• Your instructions: Identify and copy each line of the data below that contains the word "column". Matching is case-sensitive.

(Stored data entries)
>>>>>

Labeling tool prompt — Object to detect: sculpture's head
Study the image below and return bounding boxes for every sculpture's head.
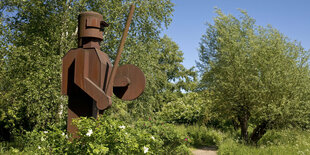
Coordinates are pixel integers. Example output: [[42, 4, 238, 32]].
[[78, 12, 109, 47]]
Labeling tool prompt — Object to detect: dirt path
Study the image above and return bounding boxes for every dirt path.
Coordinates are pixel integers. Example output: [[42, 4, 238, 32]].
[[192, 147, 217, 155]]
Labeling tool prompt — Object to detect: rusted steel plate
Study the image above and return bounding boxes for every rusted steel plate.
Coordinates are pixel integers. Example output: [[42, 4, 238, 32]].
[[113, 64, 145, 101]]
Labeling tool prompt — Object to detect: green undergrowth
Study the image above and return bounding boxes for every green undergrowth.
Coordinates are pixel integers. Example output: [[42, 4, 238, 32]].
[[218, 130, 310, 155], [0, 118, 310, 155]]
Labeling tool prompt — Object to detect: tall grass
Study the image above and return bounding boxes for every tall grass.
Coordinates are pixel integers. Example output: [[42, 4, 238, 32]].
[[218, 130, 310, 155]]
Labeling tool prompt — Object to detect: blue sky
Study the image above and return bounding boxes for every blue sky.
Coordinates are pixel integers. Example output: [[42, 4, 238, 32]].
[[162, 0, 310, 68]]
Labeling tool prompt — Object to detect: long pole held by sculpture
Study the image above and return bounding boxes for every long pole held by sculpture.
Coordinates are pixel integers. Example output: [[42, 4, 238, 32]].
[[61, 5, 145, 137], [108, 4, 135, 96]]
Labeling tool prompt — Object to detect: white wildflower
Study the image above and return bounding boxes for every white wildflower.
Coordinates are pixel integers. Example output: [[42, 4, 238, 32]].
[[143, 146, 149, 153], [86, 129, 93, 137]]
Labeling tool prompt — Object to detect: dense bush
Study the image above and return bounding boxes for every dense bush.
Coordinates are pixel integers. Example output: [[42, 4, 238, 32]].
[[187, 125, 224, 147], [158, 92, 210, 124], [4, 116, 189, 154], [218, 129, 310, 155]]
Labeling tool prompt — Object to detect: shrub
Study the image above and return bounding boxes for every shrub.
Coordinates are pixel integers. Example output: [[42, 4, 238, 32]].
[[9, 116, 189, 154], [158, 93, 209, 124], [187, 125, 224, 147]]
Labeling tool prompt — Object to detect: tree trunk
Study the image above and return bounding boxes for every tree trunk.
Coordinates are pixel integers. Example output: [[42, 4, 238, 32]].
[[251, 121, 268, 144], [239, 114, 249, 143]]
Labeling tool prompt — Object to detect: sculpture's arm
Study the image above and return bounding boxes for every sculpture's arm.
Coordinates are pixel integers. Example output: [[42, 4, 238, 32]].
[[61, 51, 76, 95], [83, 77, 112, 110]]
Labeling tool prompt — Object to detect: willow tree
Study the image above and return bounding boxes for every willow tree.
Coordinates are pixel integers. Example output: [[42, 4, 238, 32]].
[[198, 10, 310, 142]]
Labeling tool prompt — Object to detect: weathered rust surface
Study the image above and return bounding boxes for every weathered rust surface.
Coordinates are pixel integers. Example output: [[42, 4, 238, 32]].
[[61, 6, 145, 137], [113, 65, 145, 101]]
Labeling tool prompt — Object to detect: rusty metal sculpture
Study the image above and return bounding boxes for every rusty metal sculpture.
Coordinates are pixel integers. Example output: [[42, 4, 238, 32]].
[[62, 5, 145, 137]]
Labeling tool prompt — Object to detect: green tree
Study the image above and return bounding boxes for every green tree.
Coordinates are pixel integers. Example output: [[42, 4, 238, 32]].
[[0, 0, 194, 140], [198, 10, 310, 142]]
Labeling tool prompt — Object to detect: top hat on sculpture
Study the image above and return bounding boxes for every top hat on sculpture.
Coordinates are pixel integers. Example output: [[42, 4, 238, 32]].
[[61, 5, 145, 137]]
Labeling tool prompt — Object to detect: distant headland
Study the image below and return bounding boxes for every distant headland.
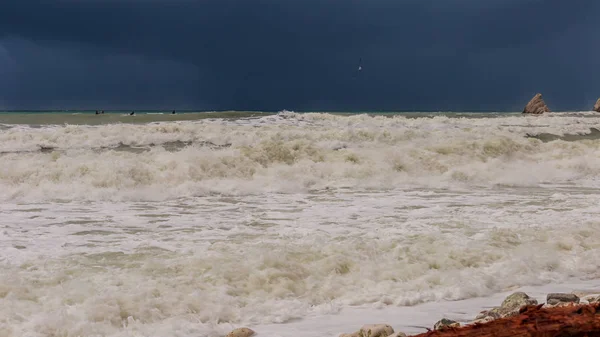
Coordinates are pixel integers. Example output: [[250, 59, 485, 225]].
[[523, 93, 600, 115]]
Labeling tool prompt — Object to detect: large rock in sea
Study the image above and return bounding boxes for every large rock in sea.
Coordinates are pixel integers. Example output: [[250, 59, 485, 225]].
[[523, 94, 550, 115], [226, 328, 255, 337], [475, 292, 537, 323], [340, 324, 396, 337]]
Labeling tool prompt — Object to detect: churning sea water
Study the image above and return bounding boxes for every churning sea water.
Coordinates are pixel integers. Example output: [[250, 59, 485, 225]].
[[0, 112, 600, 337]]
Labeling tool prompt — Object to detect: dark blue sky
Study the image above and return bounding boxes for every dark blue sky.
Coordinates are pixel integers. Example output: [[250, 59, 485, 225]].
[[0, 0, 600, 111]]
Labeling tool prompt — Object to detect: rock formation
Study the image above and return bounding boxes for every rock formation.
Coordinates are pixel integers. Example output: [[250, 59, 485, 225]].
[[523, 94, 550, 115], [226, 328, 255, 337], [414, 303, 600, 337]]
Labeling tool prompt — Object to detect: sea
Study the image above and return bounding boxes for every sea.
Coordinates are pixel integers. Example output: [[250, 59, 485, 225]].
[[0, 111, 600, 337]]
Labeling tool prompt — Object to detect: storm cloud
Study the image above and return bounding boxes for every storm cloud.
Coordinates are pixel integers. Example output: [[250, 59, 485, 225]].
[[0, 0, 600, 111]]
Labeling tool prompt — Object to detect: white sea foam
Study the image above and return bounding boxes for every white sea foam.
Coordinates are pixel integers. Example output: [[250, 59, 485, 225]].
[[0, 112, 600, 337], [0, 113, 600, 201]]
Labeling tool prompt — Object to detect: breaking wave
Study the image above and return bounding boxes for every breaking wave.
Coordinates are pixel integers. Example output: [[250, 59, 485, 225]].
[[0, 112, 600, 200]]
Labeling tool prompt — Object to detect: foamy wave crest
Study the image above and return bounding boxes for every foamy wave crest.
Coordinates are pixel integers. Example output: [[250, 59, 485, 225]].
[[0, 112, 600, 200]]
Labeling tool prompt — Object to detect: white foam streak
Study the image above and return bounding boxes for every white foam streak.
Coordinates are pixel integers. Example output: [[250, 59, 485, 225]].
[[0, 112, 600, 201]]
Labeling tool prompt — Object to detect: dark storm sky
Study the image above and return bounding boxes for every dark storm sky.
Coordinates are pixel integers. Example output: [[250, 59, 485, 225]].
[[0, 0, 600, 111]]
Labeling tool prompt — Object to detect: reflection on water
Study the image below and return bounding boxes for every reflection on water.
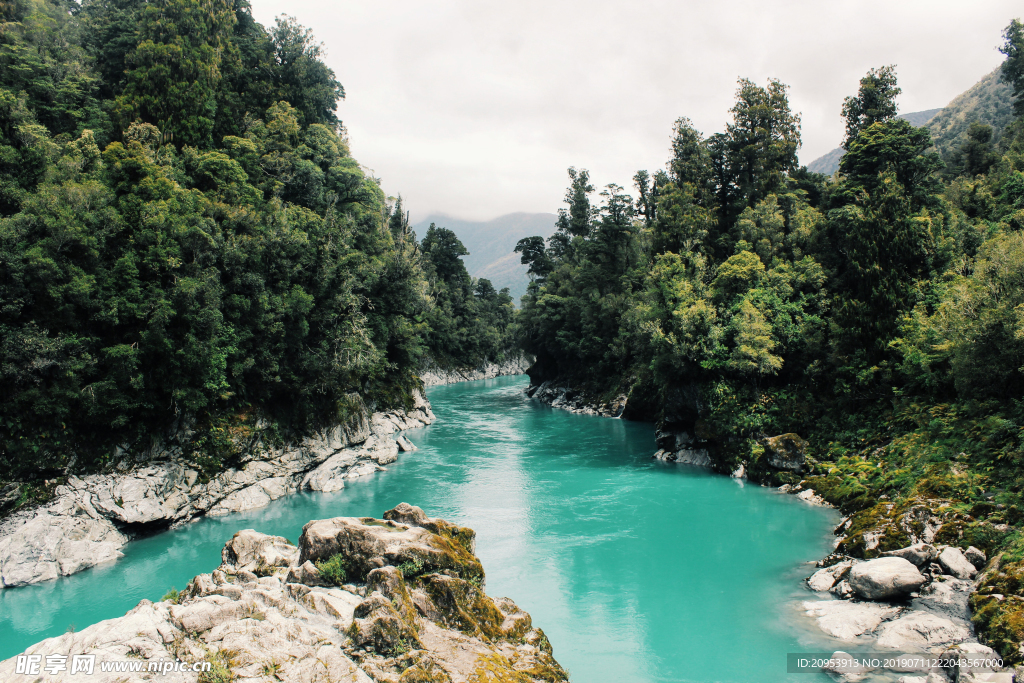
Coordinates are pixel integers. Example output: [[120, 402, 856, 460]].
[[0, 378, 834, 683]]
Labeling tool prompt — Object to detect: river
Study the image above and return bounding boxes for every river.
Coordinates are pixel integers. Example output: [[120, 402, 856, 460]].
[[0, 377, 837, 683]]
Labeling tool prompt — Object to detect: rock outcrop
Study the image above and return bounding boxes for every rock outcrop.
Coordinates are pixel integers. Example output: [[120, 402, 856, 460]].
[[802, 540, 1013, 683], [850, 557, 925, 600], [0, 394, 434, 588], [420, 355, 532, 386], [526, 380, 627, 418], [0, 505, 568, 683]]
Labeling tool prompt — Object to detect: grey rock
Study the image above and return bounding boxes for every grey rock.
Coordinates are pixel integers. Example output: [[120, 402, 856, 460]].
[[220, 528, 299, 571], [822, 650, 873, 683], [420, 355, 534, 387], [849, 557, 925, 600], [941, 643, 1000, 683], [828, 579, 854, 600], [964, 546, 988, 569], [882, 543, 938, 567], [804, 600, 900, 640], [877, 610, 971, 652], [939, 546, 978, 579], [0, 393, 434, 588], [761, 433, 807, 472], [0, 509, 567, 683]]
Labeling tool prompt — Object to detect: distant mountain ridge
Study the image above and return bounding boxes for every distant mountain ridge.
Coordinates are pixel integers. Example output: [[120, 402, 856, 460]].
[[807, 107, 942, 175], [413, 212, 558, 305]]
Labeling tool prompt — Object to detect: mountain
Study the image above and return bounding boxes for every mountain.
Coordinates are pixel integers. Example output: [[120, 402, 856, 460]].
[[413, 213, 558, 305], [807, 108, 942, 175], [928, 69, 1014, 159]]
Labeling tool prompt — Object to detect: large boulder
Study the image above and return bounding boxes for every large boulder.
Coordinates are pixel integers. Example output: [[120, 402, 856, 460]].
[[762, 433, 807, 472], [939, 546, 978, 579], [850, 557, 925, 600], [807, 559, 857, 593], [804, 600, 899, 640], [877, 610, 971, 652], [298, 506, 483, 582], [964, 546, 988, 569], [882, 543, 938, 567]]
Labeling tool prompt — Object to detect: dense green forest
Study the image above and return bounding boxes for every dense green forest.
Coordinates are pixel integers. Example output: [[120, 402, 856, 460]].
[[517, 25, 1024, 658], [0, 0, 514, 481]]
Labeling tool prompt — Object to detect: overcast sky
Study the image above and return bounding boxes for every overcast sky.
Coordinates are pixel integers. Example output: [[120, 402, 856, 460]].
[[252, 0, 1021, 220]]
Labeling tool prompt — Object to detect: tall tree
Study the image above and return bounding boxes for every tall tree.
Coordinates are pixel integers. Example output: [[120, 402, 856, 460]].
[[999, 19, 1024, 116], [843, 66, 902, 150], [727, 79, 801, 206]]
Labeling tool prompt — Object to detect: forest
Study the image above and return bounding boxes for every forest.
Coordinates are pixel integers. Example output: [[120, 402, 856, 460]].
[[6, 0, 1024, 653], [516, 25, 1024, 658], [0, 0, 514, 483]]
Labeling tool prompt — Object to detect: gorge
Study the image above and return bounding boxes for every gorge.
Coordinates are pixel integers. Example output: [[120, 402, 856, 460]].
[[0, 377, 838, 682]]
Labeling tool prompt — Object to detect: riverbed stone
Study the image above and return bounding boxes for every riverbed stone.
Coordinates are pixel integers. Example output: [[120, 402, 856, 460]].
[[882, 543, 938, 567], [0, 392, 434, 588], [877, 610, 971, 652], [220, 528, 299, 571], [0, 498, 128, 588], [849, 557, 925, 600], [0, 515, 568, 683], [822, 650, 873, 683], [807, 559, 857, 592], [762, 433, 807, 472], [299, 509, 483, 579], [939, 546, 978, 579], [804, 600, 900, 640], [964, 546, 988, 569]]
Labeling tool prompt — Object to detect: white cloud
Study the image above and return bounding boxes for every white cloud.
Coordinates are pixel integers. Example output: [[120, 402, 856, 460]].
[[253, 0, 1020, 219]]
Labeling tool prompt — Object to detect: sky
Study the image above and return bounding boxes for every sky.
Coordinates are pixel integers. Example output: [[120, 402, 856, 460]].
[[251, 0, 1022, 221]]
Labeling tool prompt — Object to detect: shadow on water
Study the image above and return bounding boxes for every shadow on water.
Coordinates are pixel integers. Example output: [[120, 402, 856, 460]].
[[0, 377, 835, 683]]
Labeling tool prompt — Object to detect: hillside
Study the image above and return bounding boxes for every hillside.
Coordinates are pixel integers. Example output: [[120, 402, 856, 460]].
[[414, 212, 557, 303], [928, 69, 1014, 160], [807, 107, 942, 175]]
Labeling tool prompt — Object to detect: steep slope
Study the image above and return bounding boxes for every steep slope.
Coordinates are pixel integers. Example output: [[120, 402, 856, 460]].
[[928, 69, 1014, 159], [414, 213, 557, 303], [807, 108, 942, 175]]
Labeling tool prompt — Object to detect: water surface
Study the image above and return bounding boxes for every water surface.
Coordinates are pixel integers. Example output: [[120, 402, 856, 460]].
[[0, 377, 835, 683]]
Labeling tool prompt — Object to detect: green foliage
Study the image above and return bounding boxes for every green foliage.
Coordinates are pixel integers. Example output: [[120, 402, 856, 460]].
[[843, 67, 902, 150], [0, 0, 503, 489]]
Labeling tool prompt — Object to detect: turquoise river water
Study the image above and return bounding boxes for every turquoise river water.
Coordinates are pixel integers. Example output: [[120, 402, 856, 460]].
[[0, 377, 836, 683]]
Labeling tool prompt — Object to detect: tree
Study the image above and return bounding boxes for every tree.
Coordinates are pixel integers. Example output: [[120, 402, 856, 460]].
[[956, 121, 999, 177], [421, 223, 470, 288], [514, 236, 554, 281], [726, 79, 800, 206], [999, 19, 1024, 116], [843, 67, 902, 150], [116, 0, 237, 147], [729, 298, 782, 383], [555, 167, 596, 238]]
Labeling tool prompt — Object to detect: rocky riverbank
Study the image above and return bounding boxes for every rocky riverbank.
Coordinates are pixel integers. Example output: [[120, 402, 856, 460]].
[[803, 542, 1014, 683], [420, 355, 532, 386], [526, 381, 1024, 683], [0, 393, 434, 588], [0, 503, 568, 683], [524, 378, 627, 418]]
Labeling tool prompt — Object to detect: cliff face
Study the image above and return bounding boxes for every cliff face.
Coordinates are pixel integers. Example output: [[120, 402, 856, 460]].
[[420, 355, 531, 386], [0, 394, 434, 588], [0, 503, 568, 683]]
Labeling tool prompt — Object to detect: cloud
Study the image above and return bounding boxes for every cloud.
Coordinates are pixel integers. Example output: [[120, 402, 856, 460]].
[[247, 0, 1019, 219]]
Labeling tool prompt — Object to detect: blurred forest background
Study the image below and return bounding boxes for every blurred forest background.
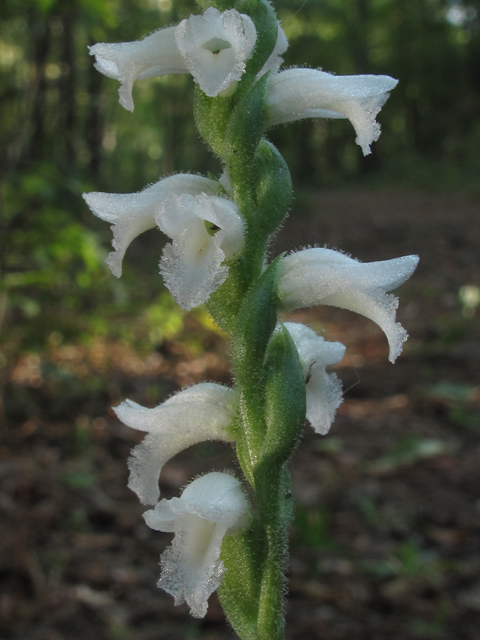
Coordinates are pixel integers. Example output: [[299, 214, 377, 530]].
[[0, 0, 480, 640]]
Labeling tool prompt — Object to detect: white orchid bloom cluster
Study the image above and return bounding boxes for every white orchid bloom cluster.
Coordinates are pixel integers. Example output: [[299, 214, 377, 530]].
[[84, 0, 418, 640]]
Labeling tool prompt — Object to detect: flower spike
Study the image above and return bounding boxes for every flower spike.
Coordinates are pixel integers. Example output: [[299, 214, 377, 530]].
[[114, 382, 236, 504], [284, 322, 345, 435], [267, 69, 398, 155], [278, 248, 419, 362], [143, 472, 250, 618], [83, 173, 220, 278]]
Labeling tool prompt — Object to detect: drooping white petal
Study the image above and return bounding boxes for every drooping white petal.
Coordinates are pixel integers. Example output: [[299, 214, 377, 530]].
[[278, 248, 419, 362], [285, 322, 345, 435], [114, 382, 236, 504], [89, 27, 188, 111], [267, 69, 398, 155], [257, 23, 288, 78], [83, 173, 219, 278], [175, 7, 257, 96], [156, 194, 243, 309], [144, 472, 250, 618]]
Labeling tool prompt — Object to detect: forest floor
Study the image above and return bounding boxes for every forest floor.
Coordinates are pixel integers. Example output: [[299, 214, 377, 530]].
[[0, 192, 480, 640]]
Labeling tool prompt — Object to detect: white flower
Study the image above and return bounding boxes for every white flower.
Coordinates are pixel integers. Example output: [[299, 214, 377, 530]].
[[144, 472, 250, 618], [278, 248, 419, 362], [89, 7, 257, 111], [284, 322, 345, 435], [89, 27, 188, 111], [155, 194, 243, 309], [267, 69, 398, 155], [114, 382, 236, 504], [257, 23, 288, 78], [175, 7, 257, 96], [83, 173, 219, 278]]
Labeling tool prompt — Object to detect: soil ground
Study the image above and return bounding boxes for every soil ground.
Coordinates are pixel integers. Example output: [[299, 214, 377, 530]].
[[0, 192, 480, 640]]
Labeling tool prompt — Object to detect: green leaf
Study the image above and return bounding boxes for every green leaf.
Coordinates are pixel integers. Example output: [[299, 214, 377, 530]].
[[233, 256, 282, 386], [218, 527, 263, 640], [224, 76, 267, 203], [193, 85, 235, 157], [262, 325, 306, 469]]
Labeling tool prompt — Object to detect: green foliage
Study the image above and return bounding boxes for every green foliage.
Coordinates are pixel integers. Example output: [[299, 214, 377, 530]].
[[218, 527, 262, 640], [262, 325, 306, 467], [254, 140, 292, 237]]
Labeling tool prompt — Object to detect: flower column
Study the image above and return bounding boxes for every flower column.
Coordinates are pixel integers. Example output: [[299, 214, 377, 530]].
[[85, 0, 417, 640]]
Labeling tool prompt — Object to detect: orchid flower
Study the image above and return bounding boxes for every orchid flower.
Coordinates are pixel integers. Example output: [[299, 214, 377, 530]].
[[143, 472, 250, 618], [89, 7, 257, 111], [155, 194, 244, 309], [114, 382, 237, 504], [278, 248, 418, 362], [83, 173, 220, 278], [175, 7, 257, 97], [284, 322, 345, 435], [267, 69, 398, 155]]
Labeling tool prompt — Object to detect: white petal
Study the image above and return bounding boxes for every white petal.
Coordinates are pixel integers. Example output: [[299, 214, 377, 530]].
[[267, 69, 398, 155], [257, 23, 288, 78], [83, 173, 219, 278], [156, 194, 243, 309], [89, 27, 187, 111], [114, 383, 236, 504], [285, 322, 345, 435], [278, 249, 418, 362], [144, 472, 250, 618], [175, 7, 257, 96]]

<<<<<

• The reply:
Labeling tool prompt — Object to detect: flower column
Study the image above and return bounding boxes for every flower column.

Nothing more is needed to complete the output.